__Goal__:
Rewrite the listing below, switching "drop a dot" to "place a mark" everywhere and leaving everything else as is. Leave the pictures out.

Rows from a pointing dataset:
<<<<
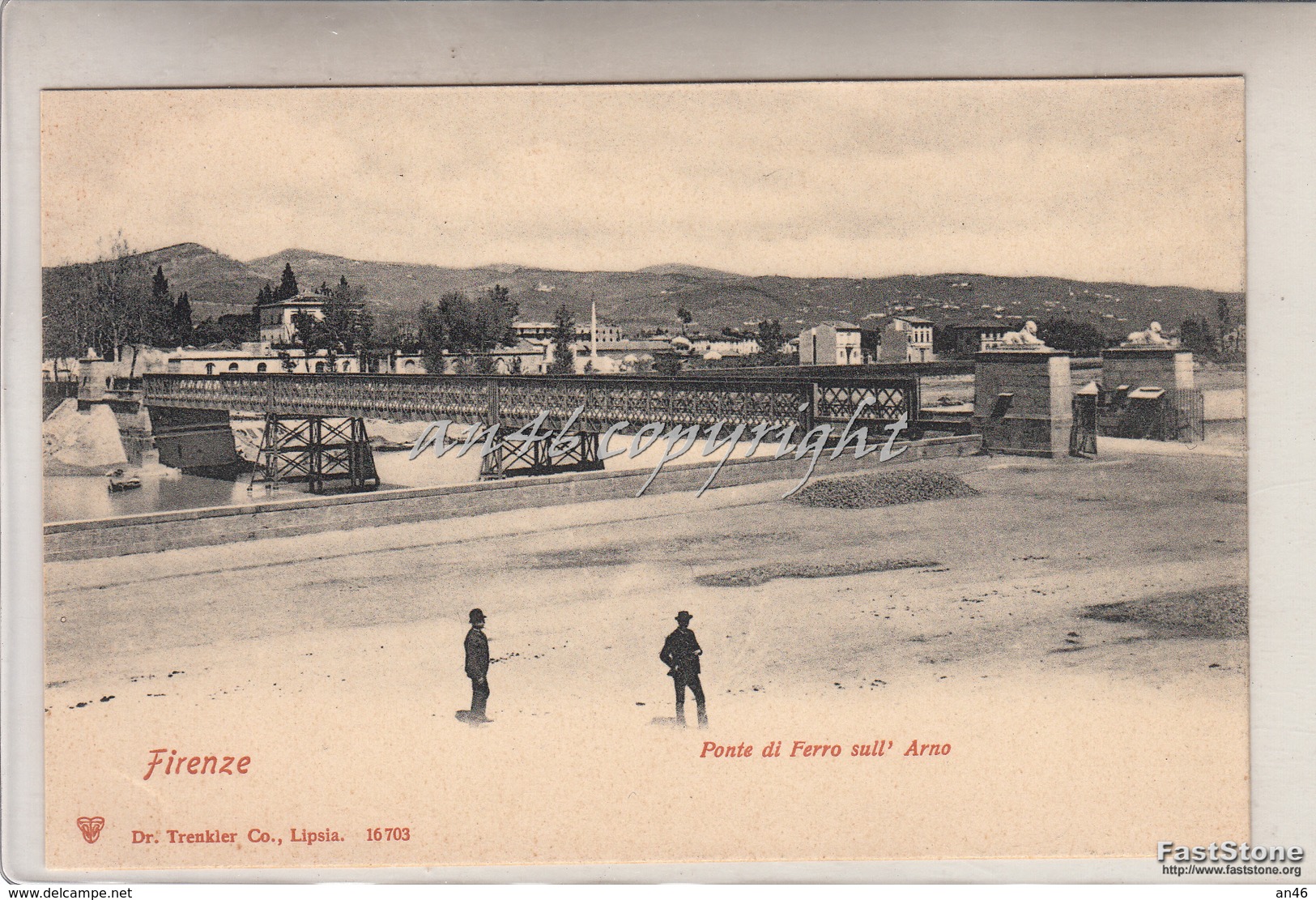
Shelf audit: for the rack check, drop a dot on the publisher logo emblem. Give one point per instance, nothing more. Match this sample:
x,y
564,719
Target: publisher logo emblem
x,y
90,826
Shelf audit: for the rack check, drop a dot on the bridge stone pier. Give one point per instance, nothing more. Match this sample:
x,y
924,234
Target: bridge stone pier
x,y
1169,369
1023,402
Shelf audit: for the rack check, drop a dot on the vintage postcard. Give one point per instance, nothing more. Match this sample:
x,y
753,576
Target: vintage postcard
x,y
756,471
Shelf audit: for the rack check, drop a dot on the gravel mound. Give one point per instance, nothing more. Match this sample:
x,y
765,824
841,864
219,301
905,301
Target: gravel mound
x,y
82,438
1219,612
884,490
762,574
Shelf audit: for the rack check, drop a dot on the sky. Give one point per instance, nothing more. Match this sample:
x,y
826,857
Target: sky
x,y
1135,181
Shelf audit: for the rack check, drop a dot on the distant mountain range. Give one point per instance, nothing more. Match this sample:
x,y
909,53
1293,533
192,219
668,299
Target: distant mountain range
x,y
652,296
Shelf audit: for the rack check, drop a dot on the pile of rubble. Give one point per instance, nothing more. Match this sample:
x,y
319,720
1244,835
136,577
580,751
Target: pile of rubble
x,y
884,490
>>>>
__Full output__:
Shelf audit: for the rack check, place a mark on the publisher logo emblem. Give one point per instance, nothing more. Match this sample:
x,y
564,719
Target: publisher logo emblem
x,y
90,826
Shelf audit: for the rack check, place a mark on the bridge stone pier. Give one point per instance, nothing more. Match this sample:
x,y
924,234
Target: bridge stone pier
x,y
1169,369
1023,402
Shelf audit: for the rack check, place a mark on the vintage postcard. Give one point per instance, nothing more. Match this sample:
x,y
753,576
Target: vintage postcard
x,y
756,471
Shelf audit: for the rack check, place a mark on the gravel mound. Give one point per instance, nothing more. Match this sample:
x,y
765,824
841,864
219,301
905,301
Target: gravel mound
x,y
82,438
1219,612
884,490
762,574
Shelf audit: for the rack check, place a mark on the sky. Give one point per instance, nothing more. Match this sample:
x,y
826,857
Target: sky
x,y
1135,181
Shelf audit: for the rack check, place a mark on the distant mountain range. Give one point per instance, nothing more. Match this sample:
x,y
909,53
1293,533
192,219
668,299
Target: distant mountain range
x,y
652,296
Shelf audit: for the rack check, place a mark on the pile of rubble. Give one point per instance, nothing more. Match this sample:
x,y
319,720
1244,835
136,577
580,751
Target: pile of rubble
x,y
884,490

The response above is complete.